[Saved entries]
● ● ● ● ●

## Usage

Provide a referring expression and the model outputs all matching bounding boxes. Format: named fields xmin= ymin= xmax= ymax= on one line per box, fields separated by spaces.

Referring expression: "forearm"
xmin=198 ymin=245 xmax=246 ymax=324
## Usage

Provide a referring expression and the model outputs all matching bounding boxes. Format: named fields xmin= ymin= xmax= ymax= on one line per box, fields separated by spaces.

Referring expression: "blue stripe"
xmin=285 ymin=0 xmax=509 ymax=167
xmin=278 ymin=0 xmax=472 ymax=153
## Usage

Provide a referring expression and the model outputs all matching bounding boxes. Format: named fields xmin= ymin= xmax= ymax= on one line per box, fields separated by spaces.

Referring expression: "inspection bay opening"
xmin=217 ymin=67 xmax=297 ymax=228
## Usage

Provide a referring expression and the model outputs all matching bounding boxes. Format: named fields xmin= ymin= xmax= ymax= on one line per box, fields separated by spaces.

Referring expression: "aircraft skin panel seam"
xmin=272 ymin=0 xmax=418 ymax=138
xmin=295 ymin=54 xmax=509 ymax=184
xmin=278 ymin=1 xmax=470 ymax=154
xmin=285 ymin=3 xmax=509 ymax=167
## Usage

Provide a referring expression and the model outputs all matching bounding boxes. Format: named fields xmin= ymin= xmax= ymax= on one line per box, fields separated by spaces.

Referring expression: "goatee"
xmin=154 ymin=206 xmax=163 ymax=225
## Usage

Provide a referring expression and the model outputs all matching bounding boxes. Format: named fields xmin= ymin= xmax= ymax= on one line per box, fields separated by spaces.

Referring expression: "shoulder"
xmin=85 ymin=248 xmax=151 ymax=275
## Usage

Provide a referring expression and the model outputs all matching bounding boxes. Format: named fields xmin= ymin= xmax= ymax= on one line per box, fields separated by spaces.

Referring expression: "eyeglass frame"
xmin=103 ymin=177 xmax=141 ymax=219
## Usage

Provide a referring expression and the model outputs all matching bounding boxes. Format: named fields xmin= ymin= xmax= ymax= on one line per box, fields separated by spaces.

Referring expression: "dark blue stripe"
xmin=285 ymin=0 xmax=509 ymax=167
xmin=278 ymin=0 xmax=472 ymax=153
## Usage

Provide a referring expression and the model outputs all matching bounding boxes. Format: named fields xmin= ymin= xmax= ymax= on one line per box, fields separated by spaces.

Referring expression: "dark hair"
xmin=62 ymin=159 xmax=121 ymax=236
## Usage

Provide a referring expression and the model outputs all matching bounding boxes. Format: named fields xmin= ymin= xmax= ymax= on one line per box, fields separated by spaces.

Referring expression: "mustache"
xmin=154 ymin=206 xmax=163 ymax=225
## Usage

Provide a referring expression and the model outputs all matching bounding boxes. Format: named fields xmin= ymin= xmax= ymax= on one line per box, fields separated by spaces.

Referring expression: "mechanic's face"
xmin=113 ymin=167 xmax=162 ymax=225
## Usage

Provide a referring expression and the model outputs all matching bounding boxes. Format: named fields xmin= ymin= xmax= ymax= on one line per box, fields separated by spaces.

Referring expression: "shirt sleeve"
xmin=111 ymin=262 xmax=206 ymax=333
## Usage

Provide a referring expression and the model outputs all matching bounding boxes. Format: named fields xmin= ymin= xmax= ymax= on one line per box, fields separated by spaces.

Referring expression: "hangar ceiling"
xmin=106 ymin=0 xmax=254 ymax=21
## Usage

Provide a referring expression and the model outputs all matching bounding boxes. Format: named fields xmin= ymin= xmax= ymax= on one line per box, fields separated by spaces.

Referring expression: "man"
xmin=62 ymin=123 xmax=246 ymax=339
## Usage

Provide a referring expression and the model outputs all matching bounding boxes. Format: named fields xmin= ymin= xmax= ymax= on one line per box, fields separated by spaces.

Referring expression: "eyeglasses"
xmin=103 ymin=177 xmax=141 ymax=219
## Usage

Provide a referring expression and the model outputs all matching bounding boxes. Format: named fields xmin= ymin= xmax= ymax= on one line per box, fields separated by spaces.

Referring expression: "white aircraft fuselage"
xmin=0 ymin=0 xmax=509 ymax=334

● ● ● ● ●

• _What is required_: Please report each line of the data above that contains the string "dark", copying every such line in full. Case counts.

• _The response_:
Referring expression: "dark blue stripe"
Referring expression: "dark hair"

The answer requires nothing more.